* WHAT IS BEING ASKED *
From the line that has "Please put a marker on the fish eye" down to the final line of the listing below, transcribe every line exactly, and only those.
────────
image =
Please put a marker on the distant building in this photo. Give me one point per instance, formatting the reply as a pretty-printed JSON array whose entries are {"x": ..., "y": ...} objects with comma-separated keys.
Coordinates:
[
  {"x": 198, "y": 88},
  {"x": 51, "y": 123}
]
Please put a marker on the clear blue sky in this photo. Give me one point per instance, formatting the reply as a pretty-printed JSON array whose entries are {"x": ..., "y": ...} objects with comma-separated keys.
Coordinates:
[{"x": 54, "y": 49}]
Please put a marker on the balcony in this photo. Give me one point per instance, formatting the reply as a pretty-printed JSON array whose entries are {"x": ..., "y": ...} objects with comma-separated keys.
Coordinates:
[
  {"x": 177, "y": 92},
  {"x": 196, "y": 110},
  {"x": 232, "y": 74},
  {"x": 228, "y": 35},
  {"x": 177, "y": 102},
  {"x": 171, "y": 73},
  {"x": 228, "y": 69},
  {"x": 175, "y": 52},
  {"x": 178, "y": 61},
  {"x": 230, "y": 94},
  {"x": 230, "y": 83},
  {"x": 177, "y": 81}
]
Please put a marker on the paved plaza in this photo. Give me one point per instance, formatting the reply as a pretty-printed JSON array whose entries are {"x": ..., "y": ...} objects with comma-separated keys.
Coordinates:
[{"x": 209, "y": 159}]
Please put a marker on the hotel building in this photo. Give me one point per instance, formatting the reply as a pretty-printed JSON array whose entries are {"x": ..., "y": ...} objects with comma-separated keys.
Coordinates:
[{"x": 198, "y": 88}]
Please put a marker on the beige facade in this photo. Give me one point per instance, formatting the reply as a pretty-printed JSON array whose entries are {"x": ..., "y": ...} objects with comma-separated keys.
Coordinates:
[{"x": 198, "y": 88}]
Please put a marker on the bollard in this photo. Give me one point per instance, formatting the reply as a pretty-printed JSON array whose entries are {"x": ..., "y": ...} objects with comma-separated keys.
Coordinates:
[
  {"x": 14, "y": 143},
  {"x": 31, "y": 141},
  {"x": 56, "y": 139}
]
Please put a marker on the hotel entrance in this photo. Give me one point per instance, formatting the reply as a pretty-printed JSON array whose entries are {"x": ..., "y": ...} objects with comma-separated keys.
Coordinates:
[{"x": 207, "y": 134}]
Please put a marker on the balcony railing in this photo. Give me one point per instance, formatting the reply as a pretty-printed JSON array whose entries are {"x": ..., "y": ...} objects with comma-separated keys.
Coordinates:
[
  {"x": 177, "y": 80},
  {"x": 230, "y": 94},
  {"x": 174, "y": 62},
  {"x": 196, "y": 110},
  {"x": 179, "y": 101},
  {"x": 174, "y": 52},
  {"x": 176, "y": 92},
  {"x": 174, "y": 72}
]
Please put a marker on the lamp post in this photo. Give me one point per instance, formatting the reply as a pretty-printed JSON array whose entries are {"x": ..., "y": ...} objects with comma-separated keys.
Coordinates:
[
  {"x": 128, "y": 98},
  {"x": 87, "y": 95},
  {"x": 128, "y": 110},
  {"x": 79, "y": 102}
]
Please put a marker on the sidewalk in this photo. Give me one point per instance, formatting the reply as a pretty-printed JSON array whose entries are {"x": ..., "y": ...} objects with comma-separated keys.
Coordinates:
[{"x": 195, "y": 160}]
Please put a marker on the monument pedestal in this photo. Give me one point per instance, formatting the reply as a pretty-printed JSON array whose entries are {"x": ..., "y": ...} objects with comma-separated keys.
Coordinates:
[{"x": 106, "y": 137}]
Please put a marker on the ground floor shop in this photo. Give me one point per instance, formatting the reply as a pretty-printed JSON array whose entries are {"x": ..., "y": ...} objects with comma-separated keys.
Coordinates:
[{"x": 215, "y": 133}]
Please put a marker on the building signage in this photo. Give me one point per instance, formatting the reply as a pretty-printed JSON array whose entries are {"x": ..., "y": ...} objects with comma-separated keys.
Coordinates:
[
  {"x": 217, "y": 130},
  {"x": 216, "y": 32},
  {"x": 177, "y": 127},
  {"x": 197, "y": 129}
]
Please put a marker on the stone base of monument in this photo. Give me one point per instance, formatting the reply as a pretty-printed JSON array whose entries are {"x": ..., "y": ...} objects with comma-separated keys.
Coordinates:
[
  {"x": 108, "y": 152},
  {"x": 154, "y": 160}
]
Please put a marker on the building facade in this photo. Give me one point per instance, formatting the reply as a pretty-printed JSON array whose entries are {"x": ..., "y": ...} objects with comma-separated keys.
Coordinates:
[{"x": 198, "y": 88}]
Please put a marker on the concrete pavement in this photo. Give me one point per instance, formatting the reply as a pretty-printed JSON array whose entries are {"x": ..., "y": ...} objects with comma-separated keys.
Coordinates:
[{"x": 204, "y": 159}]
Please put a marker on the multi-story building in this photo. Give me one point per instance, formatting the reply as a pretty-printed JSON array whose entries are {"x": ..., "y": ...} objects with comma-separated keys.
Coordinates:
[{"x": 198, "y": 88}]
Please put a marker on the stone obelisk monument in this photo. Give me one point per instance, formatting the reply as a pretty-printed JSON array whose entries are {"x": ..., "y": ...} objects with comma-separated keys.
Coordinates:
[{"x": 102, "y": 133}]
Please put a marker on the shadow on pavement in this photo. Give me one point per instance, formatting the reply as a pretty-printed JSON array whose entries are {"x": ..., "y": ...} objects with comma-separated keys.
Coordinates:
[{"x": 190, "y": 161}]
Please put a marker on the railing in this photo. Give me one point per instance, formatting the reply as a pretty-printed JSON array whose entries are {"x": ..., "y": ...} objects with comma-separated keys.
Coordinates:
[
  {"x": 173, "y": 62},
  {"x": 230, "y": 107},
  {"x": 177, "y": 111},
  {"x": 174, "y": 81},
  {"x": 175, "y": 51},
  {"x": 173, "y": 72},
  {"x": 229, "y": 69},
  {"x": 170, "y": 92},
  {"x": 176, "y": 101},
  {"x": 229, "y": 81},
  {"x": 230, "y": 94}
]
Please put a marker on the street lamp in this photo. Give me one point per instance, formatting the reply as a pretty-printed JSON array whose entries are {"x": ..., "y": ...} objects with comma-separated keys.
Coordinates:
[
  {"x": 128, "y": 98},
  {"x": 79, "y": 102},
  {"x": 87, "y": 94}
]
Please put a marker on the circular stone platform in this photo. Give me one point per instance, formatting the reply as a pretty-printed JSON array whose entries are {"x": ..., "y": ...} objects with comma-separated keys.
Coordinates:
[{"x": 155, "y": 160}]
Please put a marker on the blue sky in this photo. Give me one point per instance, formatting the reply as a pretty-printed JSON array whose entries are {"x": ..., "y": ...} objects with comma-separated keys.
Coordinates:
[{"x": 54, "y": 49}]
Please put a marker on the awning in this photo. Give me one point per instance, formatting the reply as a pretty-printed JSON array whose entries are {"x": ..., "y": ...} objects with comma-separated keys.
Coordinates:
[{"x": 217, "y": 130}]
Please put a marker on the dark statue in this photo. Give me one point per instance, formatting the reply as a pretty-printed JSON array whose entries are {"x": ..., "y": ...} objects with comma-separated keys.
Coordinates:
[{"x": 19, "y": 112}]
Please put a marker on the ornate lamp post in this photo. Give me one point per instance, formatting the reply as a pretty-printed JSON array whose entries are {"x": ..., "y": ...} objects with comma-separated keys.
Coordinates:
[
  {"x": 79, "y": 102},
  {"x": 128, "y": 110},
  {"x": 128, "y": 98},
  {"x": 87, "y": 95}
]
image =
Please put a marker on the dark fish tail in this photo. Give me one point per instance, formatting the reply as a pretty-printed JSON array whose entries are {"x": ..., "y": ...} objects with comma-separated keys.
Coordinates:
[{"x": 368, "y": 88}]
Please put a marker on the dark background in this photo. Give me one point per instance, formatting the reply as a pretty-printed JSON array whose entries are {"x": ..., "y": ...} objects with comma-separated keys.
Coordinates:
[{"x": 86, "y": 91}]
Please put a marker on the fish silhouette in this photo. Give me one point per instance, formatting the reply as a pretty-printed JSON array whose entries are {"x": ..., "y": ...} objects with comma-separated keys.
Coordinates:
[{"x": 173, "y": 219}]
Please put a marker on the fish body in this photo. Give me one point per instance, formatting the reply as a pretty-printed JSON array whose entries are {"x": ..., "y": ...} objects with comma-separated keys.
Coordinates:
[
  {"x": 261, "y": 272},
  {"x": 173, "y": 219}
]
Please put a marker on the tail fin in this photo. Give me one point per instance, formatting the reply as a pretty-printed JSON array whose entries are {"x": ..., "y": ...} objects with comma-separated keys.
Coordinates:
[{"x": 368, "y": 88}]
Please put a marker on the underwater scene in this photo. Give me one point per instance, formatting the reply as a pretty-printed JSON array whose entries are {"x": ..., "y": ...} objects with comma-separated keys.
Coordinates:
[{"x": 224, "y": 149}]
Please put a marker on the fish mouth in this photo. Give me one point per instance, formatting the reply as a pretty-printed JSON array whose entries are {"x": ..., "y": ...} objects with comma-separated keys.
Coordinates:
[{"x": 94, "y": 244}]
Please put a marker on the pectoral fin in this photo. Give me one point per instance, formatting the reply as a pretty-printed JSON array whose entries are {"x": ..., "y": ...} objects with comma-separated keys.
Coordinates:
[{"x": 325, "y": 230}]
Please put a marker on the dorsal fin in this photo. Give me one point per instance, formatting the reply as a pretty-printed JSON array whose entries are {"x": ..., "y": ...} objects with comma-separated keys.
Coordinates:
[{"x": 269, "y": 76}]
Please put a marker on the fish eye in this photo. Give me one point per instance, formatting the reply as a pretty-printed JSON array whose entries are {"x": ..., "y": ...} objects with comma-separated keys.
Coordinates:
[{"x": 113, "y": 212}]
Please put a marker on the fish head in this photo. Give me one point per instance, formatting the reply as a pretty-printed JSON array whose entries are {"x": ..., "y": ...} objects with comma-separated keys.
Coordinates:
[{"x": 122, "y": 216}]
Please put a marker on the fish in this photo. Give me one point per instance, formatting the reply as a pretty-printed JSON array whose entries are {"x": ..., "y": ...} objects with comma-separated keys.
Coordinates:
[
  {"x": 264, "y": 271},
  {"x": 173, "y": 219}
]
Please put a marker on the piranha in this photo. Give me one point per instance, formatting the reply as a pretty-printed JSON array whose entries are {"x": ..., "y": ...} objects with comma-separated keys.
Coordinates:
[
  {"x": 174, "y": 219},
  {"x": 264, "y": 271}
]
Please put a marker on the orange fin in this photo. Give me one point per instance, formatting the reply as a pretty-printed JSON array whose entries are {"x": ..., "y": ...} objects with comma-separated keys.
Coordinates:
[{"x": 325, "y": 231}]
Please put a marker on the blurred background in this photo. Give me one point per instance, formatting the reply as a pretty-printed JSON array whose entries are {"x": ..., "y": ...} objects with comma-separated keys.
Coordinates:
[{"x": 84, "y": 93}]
────────
* SOLUTION TO THE EXERCISE *
Please put a marker on the fish eye in this photo. Give me one point per instance, formatting the reply as a pretty-printed JSON array whose entries are {"x": ..., "y": ...} objects with comma-separated keys.
Coordinates:
[{"x": 113, "y": 212}]
Please put a marker on the fish head in this photo. Give me one point per instance, formatting the reply as a pretty-printed JSON array whose entries are {"x": ..., "y": ...} objects with comma-separated keys.
Coordinates:
[{"x": 122, "y": 216}]
Please put a marker on the fish in this photo. Give me one point per instance, formatting the reply as a pretty-printed JSON array whose entries are {"x": ..., "y": ...} objects with comma-separated keys.
Coordinates:
[
  {"x": 264, "y": 271},
  {"x": 173, "y": 219}
]
Please put a marker on the piranha in this photo. Give me one point per instance, formatting the reply as a pretty-printed JSON array whose entries are {"x": ..., "y": ...} objects with comma-separated keys.
Coordinates:
[
  {"x": 174, "y": 219},
  {"x": 264, "y": 271}
]
Please put a marker on the orange fin in this photo. Give me one point per instance, formatting the reply as a pretty-printed JSON array whose entries are {"x": ..., "y": ...} objects with comma-separated keys.
Coordinates:
[{"x": 325, "y": 231}]
Please put a marker on the blurred background in this photo. Give me one point per instance, formatting the reply as a pretty-printed JSON array whose entries are {"x": ..., "y": ...} objects with comma-separated keys.
Coordinates:
[{"x": 84, "y": 93}]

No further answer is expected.